═══ Source material
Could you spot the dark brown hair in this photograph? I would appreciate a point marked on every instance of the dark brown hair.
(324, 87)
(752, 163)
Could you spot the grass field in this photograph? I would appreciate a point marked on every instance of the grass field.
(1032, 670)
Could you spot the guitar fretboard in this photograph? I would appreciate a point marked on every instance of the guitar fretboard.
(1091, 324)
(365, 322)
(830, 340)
══════
═══ Source material
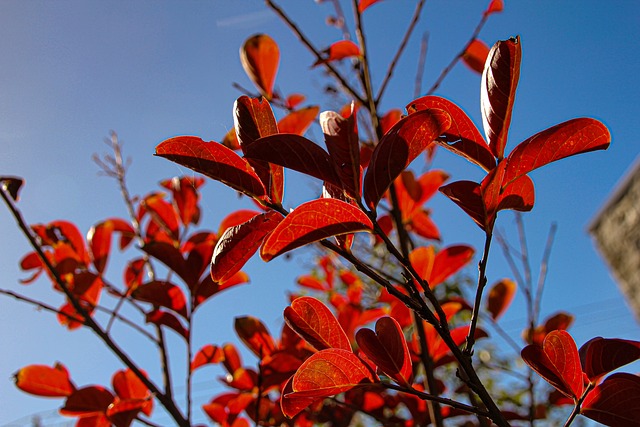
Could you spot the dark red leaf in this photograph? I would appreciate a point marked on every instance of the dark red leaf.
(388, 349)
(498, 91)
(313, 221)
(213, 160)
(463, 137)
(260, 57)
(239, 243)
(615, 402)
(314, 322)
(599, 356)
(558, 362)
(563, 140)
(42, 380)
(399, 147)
══════
═══ Source material
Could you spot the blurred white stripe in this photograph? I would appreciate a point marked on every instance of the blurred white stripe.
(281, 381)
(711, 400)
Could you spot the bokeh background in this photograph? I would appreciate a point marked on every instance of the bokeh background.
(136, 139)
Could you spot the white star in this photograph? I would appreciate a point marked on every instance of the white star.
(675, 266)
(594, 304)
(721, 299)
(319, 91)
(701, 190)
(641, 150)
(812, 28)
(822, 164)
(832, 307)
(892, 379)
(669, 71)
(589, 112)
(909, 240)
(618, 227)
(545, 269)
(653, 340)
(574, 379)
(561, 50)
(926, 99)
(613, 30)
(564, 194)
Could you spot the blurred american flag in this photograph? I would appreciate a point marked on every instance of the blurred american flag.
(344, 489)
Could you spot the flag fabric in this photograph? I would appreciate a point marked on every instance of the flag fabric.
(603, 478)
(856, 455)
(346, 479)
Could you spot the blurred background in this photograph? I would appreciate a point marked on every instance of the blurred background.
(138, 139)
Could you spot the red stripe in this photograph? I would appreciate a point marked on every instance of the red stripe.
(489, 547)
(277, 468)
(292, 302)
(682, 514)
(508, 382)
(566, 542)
══════
> _Exercise directions_
Return, unchanged, each line above that contains the word "dark".

> _Worked solution_
Could you spot the dark brown hair in this photograph? I would appreciate a point marked on every instance of the dark brown hair.
Could you spot the dark red leaf in this photograph? I would appreciate a point marked on every instance of the dark red leaf.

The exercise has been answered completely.